### Prompt
Scan the material for the word "rough" and return every matching line.

▼▼▼

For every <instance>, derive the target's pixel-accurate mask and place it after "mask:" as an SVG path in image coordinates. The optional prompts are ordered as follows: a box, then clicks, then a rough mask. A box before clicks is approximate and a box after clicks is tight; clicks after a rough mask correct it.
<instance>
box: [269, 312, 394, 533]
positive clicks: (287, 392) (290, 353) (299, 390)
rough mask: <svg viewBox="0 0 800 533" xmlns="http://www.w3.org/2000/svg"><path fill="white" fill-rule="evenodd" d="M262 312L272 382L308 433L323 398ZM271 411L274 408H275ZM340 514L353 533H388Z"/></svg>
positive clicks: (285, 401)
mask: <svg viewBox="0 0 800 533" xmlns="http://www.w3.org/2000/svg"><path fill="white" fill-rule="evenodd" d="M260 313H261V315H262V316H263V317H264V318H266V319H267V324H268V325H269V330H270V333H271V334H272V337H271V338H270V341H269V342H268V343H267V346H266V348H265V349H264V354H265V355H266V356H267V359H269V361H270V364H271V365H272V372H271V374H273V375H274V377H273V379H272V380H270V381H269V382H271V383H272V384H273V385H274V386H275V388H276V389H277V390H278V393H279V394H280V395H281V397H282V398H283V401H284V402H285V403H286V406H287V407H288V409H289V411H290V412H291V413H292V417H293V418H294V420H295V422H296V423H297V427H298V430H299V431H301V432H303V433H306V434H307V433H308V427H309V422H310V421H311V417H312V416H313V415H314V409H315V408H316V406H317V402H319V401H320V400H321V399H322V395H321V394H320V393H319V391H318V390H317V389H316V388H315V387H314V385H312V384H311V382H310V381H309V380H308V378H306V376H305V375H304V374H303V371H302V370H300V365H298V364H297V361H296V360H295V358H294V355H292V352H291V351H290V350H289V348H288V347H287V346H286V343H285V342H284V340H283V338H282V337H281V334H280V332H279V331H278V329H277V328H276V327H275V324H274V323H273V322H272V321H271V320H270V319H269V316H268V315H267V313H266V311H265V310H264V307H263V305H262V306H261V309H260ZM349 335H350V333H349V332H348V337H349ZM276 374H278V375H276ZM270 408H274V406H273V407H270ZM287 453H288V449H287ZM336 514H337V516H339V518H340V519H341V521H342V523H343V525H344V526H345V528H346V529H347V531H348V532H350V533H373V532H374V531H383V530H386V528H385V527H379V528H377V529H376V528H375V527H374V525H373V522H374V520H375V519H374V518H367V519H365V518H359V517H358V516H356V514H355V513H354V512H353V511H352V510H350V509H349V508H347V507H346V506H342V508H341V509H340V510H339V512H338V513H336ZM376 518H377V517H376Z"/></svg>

▲▲▲

### Result
For every <instance>, derive the target's pixel-accurate mask and place it after "mask:" as an SVG path in image coordinates. The optional prompts are ordered as follows: a box, then clicks, then a rough mask. A box before clicks is approximate and a box after clicks is tight; clicks after a rough mask correct it.
rough mask: <svg viewBox="0 0 800 533" xmlns="http://www.w3.org/2000/svg"><path fill="white" fill-rule="evenodd" d="M262 312L272 382L308 433L323 398ZM271 411L274 408H275ZM340 514L353 533H388Z"/></svg>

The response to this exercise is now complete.